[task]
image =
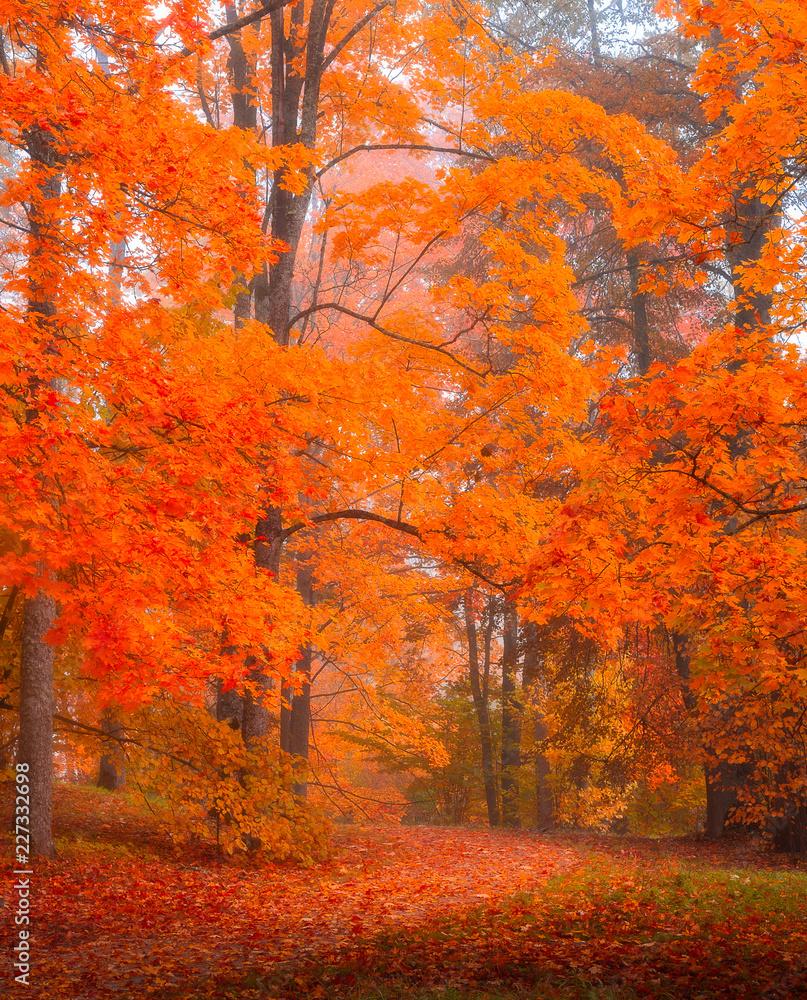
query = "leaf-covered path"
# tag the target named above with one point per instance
(117, 923)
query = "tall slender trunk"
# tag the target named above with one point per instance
(480, 697)
(531, 680)
(36, 717)
(511, 720)
(111, 772)
(641, 324)
(39, 611)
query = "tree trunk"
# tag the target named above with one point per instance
(641, 324)
(39, 612)
(511, 721)
(531, 679)
(36, 718)
(482, 714)
(111, 771)
(300, 720)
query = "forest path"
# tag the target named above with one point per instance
(110, 924)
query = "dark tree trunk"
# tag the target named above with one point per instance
(641, 324)
(39, 612)
(300, 716)
(111, 771)
(480, 697)
(531, 679)
(511, 721)
(36, 717)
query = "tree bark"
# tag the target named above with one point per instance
(39, 612)
(111, 772)
(511, 721)
(36, 718)
(482, 713)
(531, 679)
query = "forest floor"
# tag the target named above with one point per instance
(401, 913)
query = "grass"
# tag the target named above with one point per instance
(681, 921)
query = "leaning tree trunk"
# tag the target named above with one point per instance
(36, 718)
(480, 698)
(39, 612)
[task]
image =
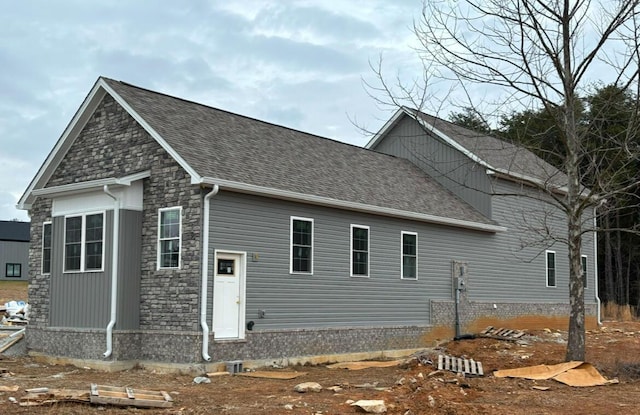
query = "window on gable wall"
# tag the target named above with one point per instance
(584, 270)
(13, 270)
(359, 251)
(83, 243)
(301, 245)
(551, 268)
(169, 237)
(409, 263)
(46, 248)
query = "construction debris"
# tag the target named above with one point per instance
(98, 394)
(364, 364)
(269, 374)
(125, 396)
(460, 365)
(8, 340)
(501, 333)
(371, 406)
(578, 374)
(14, 313)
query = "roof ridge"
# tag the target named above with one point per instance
(188, 101)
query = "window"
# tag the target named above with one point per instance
(359, 251)
(551, 268)
(301, 245)
(46, 248)
(169, 237)
(83, 243)
(14, 270)
(409, 262)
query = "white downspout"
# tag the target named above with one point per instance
(595, 261)
(205, 272)
(114, 270)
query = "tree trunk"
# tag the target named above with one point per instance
(609, 291)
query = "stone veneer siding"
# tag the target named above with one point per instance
(443, 311)
(113, 144)
(39, 283)
(185, 347)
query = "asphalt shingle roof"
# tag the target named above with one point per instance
(14, 231)
(497, 153)
(223, 145)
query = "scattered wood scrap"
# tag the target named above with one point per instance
(460, 365)
(9, 341)
(364, 364)
(126, 396)
(272, 374)
(502, 333)
(98, 394)
(46, 396)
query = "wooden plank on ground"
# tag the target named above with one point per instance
(127, 396)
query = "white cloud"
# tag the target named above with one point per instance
(296, 63)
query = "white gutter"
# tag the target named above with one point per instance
(114, 270)
(205, 273)
(353, 206)
(595, 262)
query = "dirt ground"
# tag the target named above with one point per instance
(614, 349)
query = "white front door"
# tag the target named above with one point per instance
(228, 295)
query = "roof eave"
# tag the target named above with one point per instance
(353, 206)
(391, 122)
(90, 186)
(73, 129)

▶ _WHAT YOU NEED TO DO_
Go through the listing above and write it out again exactly, dropping the pictures.

▶ _TASK RESPONSE_
[task]
image =
query = "leaf-covered path"
# tag the target named above with one point per instance
(117, 923)
query = "tall slender trunk"
# tag the target named above with one point per instance
(480, 697)
(531, 680)
(36, 717)
(511, 720)
(111, 772)
(641, 324)
(39, 611)
query = "tree trunk"
# tag the target named above with one point per instance
(641, 324)
(39, 612)
(511, 721)
(531, 679)
(36, 718)
(482, 714)
(111, 771)
(300, 720)
query = "forest path"
# tag the target named above with one point per instance
(110, 924)
query = "dark tree trunk"
# tag the target named above with one point per instance
(641, 324)
(39, 612)
(300, 716)
(111, 771)
(480, 697)
(531, 679)
(511, 721)
(36, 717)
query = "tree bark"
# tag the target named above with one point per instance
(39, 612)
(111, 772)
(511, 721)
(36, 718)
(482, 713)
(531, 679)
query = "forest floor"
# tag the target named above with one point per instance
(401, 913)
query = "grass"
# tag the target named above with one point per instance
(681, 921)
query = "leaning tree trunk"
# tag the target named above with one point per instance
(36, 718)
(480, 698)
(39, 612)
[task]
image =
query = "window on gable wall"
# tag the target named above with one point per instance
(584, 270)
(13, 270)
(359, 251)
(83, 243)
(301, 245)
(551, 268)
(169, 237)
(409, 263)
(46, 248)
query = "construction debris"
# tag the target named above with one point per instance
(98, 394)
(364, 364)
(269, 374)
(125, 396)
(460, 365)
(8, 340)
(501, 333)
(371, 406)
(578, 374)
(14, 313)
query = "roof ridge"
# tag the target named above with one point per instance
(188, 101)
query = "window"
# tag the target named above with one point per instance
(359, 251)
(551, 268)
(301, 245)
(46, 248)
(169, 237)
(83, 243)
(14, 270)
(409, 262)
query = "white downspout"
# tag the target named above with one point per instance
(595, 261)
(205, 272)
(114, 270)
query = "tree trunk"
# tag the target named above with one point per instance
(609, 291)
query = "stone veneer siding"
# tag the target named above with one point per instance
(443, 311)
(113, 144)
(39, 283)
(185, 347)
query = "asphalt shingle roof"
# tag the target named above with one point per instance
(14, 231)
(497, 153)
(223, 145)
query = "scattered wood scrap"
# tag the target named above with one point per instance
(460, 365)
(9, 341)
(364, 364)
(126, 396)
(272, 374)
(502, 333)
(98, 394)
(46, 396)
query = "wooden plank on ground"
# tag the target named above with one point per instance
(127, 396)
query = "white cloud"
# tag the target named above with one point per instance
(296, 63)
query = "white gutter"
# tag the target named above with one point per instance
(114, 270)
(205, 273)
(353, 206)
(595, 262)
query = "dirt ground"
# tag the target named above with one point per instance
(614, 349)
query = "white front door"
# tag the target named above with one point per instance
(228, 295)
query = "roof eave"
# tag the target named above with one point per instance
(353, 206)
(391, 122)
(90, 186)
(73, 129)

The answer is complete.